◆ What is required
Write out all of the entries below word for word.

Free-text object descriptions
*** Block opens ***

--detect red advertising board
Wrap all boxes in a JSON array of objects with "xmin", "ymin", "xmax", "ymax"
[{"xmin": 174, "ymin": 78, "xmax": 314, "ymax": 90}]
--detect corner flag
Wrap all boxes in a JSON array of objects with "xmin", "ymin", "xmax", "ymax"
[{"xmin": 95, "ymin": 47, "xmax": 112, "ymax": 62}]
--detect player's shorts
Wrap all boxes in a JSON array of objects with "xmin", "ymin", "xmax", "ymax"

*** Block closes ***

◆ Output for this exercise
--detect red advertising board
Wrap all boxes in a JSON array of objects with "xmin", "ymin", "xmax", "ymax"
[{"xmin": 174, "ymin": 78, "xmax": 314, "ymax": 90}]
--detect corner flag
Wrap all boxes in a JSON array of objects with "xmin", "ymin", "xmax", "ymax"
[{"xmin": 95, "ymin": 47, "xmax": 112, "ymax": 62}]
--detect player's shorts
Wrap all boxes in a JSON array of objects with "xmin", "ymin", "xmax", "ymax"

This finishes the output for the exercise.